### Brief
Rewrite the listing below, changing every "Target" to "Object" and leaving everything else unchanged.

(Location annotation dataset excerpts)

◇ ◇ ◇ ◇ ◇ ◇ ◇

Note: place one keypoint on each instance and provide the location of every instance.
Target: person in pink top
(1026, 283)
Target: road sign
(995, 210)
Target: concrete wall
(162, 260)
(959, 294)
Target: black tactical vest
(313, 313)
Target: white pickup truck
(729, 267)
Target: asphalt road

◇ ◇ ◇ ◇ ◇ ◇ ◇

### Exercise output
Note: place one keypoint on each instance and provide the location of every instance.
Object: person in pink top
(1026, 283)
Object: road sign
(995, 210)
Object: concrete wall
(162, 260)
(959, 294)
Object: black tactical vest
(313, 313)
Object: white pickup truck
(729, 267)
Object: asphalt road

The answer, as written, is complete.